Kamis, 17 Mei 2018

PARIS

Temu mahasiswa doktoral Indonesia di Paris

Zeynita Gibbons

      London,8/5 (Antara) - Sebanyak 20 mahasiswa asal Indonesia yang menyelesaikan studi program doktor di Perancis mengadakan pertemuan  yang berjudul Journées Doctorants Indonésiens  membahas usulan manajemen penelitian di Indonesia dan pembentukan jaringan peneliti berasal dari Perancis.        
      Kedua puluh mahasiswa yang hadir berasal dari berbagai universitas ternama di Perancis, seperti Universitas Universitas Aix Marseille, Universitas Strasbourg, Universitas Grenoble-Alpes, Universitas Paris 1 Pantheon-Sorbonne, dan univetsitas lainnya.
           Atdikbud KBRI Paris Surya Rosa Putra kepada Antara London, Selasa menyebutkan pertemuan  digagas Atdikbud KBRI Paris bersama  beberapa mahasiswa doktoral merupakan pertemuan ketiga setelah pertemuan tahun 2014 dan  2016.          
      Pada tahun 2018, pertemuan difokuskan pada manajemen dan jejaring riset yang  untuk mendukung program riset dan inovasi Indonesia dalam era Revolusi Industri 4.0.

-- Data Baris --

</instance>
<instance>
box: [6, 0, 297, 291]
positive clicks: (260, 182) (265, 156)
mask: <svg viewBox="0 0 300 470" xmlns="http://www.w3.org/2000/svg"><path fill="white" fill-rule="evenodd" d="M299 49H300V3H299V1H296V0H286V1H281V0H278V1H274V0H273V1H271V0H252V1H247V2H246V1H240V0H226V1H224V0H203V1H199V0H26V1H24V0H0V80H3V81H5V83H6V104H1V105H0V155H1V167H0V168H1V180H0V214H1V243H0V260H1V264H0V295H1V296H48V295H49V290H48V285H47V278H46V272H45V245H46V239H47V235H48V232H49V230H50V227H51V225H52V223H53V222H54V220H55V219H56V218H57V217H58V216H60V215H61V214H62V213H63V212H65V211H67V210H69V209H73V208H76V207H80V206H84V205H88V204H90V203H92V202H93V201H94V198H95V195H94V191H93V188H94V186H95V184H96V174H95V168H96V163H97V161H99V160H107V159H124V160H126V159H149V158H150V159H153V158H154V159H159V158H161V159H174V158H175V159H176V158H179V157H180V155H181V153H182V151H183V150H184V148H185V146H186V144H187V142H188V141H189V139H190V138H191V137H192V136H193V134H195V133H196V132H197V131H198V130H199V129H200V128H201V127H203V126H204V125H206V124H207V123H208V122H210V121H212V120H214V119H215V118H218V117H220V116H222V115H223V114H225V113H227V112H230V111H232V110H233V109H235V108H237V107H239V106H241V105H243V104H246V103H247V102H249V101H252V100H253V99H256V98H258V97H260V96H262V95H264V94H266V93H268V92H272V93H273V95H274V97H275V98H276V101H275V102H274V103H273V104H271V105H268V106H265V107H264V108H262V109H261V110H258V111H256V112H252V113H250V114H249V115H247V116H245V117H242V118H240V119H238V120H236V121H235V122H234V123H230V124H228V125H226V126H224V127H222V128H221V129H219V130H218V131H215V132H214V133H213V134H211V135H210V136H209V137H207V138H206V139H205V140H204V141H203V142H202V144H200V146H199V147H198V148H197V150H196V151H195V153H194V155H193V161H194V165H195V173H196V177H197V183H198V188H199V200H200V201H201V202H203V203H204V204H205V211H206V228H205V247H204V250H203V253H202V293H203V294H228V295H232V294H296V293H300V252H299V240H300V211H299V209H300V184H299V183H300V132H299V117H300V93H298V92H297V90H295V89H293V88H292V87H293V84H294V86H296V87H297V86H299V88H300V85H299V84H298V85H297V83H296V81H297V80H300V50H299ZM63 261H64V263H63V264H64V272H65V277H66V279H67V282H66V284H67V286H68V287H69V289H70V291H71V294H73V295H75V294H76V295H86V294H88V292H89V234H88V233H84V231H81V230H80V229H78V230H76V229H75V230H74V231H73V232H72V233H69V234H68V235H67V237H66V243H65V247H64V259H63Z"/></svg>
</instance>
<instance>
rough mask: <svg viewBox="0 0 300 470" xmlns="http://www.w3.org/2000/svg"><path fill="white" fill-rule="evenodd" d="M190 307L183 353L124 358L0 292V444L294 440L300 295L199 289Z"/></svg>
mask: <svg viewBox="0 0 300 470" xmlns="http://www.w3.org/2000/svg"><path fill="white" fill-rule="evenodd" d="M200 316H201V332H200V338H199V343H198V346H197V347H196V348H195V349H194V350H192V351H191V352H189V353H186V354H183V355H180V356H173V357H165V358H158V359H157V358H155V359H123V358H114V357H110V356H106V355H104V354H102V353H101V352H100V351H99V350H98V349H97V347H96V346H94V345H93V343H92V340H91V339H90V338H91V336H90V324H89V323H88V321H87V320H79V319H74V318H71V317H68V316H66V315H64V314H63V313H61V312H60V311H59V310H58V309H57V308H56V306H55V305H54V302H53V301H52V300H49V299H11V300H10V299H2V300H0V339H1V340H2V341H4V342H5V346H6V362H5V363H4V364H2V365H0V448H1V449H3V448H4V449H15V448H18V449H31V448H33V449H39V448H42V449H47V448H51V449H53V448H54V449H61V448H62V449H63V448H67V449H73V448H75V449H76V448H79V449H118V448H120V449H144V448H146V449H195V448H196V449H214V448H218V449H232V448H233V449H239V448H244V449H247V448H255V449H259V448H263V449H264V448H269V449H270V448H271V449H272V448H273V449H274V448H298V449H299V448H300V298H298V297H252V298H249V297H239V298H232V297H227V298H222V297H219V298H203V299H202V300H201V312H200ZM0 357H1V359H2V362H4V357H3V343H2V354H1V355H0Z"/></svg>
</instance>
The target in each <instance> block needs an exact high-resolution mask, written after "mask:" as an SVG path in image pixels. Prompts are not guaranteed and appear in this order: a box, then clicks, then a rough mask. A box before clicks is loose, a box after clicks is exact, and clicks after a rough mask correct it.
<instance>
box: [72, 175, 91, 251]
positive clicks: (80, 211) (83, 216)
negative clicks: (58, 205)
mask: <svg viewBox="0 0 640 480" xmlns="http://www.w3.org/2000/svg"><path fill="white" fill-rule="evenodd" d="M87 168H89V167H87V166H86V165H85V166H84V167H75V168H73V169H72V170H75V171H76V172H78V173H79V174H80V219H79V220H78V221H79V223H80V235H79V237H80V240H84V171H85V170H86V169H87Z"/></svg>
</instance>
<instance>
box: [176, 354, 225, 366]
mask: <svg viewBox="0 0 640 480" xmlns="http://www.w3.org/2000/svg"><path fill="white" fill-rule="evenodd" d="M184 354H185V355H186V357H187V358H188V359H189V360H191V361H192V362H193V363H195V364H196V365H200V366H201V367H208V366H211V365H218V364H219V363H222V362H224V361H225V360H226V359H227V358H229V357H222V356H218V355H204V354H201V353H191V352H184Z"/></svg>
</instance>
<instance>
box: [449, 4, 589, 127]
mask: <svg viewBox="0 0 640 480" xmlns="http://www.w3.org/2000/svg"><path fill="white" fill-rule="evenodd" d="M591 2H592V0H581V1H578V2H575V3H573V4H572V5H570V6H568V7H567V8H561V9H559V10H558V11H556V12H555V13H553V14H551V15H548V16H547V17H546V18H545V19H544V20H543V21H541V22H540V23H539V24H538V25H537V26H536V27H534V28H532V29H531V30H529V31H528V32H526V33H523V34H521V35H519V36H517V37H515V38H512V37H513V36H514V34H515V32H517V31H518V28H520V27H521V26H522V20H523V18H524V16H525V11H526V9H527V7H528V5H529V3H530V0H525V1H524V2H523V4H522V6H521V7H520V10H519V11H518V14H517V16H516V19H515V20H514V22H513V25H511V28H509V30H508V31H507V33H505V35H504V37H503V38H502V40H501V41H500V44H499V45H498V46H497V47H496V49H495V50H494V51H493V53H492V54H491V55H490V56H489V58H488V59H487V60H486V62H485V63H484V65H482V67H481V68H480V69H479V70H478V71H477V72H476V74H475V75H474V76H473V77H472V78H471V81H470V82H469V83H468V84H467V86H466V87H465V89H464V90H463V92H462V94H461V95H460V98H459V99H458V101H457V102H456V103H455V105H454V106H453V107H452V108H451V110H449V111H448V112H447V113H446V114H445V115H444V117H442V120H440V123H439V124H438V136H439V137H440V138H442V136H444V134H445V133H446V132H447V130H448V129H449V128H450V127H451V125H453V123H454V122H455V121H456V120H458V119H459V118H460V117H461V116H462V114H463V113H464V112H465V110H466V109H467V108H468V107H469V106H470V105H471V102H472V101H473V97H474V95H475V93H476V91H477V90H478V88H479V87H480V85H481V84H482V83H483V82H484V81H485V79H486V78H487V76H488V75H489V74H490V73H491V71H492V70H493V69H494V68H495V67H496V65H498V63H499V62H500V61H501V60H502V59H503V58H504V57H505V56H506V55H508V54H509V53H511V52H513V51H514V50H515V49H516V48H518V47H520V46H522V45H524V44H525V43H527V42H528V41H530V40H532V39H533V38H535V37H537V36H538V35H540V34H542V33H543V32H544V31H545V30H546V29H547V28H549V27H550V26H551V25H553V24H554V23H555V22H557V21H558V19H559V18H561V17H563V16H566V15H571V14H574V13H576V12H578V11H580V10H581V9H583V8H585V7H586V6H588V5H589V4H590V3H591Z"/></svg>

-- Daftar Tugas --
• 1. Menurut berita tentang pertemuan mahasiswa doktoral Indonesia di Paris, apa fokus pertemuan pada tahun 2018?
• 2. Ringkas paragraf berita tentang pertemuan mahasiswa doktoral Indonesia di Paris yang diawali "Atdikbud KBRI Paris Surya Rosa Putra" menjadi satu kalimat pendek tanpa menghilangkan fakta utamanya.
• 3. Tuliskan lanjutan berita tentang pertemuan mahasiswa doktoral Indonesia di Paris, dimulai setelah kalimat terakhirnya.

-- Jawaban Tiap Tugas --
• 1. Manajemen dan jejaring riset untuk mendukung program riset dan inovasi Indonesia dalam era Revolusi Industri 4.0.

• 2. Menurut Atdikbud KBRI Paris Surya Rosa Putra, pertemuan yang digagas Atdikbud KBRI Paris bersama beberapa mahasiswa doktoral ini adalah yang ketiga, setelah pertemuan tahun 2014 dan 2016.

• 3.
       Pertemuan menampilkan empat pemakalah, masing-masing Giri Wahyu Alam dari INES (Institut National de l¿Energie Solaire) Kevin Marojahan BN dari Universitas Grenoble-Alpes, Rifan Hardian dari Universitas Aix Marseille dan Agus Budi Raharjo juga dari Universitas Aix Marseille. Keempat pemakalah menampilkan makalah  dengan judul Belajar Riset dari INES, Manajemen Sumber Daya di G2Elab Grenoble Alpes, Urgensi Kolaborasi dalam Riset, serta Mempersiapkan Revolusi Industri 4.0 Di Balik Meja Peneliti.
           Dalam presentasinya, Giri menyampaikan INES bisa dijadikan referensi pengembangan lembaga riset dari Indonesia. Sebagai institusi riset bidang energi surya ketiga terbaik dunia (setelah Amerika Serikat dan Jerman), hanya 20 persen anggaran yang berasal dari pemerintah Perancis.
          Senada dengan Giri, Kevin Marojahan  menjelaskan  45 persen anggaran riset G2Elab, memiliki empat poros riset (energi, material, pemodelan dan disain), berasal dari pihak swasta dan kerjasama. Pola ini bisa ditiru oleh institusi riset Indonesia, dengan catatan, Indonesia perlu menyiapkan program riset nasional. Pada bagian lain, Rifan Hardian,  seorang pemenang penghargaan Mahar Schützenberger 2018, berpendapat  kolaborasi riset akan ada jika terdapat kemitraan sejajar antara dua atau lebih institusi.
         Kemitraan ini bisa menyangkut jejaring dan manjemen ilmiah, finansial dan pengembangan kualitas riset. Giri menyarankan  mahasiswa doktoral Perancis bisa berperan sebagai inisiator kolaborasi, baik dengan pihak Perancis, maupun sesama mahasiswa doktoral asal Indonesia.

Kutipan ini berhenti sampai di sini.